_Exercise description:_
Can you pick up the book review of T.C. Boyle's World's End from its last sentence and continue it in the same voice?

_Selected excerpt:_
10/25/23

World's End: A T.C. Boyle Classic

World’s End (1987)

By T. C. Boyle

Penguin, 456 pages.

★★★★

 


 

 

I enjoy going to League of Women Voters book sales: 50 cents-$1 for paperbacks and two bucks for a hardcover. At a recent sale in Amherst I scored a few titles from favorite authors and works of others I’ve been meaning to read.

 

One of the latter is T.C. Boyle whose World's End was a PEN/Faulkner winner. The back blurb promises, “Walter Van Brunt is about to have a collision with history.” And how!  World's End is a sprawling novel that starts in the 17th century and wends its way through the 1960s, all with an eye toward helping Walter uncover his father's role during the “Peterskill” riots of 1949 (Peekskill thinly disguised) Local thugs, American Legion toughs, the KKK, and coopted cops broke up a licensed concert sponsored by then-legal American communists. Had not luck prevailed, more than bloody noses and broken bones would have occurred. One of the mob’s objectives was to lynch African American singer Paul Robeson.

 

It seems a stretch to locate the roots of 20th century history in 1663, but Boyle is a weaver of connections who wants us to consider what things are bred in the bone. Most of the book is set in New York's Hudson River Valley, but it also detours to the Netherlands and Alaska, involves Native-American tribes, social class conflict, racism, feuding families, and missing limbs. (Yep, missing limbs!)

_Dataset records:_
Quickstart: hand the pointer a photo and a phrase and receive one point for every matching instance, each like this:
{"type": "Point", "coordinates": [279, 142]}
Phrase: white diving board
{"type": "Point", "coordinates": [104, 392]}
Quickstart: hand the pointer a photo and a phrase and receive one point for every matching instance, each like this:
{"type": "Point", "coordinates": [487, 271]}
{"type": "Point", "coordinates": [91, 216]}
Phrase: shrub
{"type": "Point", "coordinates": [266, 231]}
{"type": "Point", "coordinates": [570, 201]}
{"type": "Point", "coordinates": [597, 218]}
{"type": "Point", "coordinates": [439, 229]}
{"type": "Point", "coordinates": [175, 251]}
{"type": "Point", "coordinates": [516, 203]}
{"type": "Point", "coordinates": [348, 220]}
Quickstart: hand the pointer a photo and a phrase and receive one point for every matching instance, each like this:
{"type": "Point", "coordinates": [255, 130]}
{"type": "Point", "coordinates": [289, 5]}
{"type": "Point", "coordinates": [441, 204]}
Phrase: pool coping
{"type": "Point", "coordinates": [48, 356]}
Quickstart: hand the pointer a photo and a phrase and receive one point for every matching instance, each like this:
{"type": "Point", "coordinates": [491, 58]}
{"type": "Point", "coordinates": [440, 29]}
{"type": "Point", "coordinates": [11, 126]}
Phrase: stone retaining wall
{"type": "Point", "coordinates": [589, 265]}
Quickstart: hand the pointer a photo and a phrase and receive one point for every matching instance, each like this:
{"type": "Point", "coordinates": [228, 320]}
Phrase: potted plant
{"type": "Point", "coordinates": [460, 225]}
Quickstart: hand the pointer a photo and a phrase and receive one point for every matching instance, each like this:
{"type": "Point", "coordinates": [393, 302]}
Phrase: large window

_Response to this exercise:_
 

Boyle included a cast of characters for each of the time periods, which you’ll need as 61 play important roles. Unless you grew up in New York State, you might not know it was a Dutch colony for 30 years before the English took control. Dutch influence is why some of New York’s most powerful families bear surnames such Van Buren, Rockefeller, Vanderbilt, and Roosevelt.

 

Most of the novel’s Dutch protagonists are of lesser fame –though Peter Stuyvesant of Manhattan island notoriety gets some play–but they were part of a drama pitting highborn against lowborn. Walter's kin were among the latter, tenant farmers and pioneers who intermarried with Kitchawank (Algonquin) natives, and paid the price if they crossed Van Wart patroons, Dutch office holders, or their allies.

 

You can get bogged down in the names and unfamiliar political dynamics, but Boyle delivers a history lesson that is left out of most textbooks. This is especially case of the Kitchawank, many of whom were mixed bloods of shifting loyalties but increasingly Europeanized lifestyles. Not that that's saying much, as lowborn Dutch lived both close to nature and close to the vest. To simplify, clashes between the Van Warts and the Van Brunts shaped Walter’s life two centuries before he was born. Not that Walter is a prince in the 1960s or even a decent person. It's also the case that the Van Warts are not as mighty as they once were, yet still considered themselves to be. Bred in the bone?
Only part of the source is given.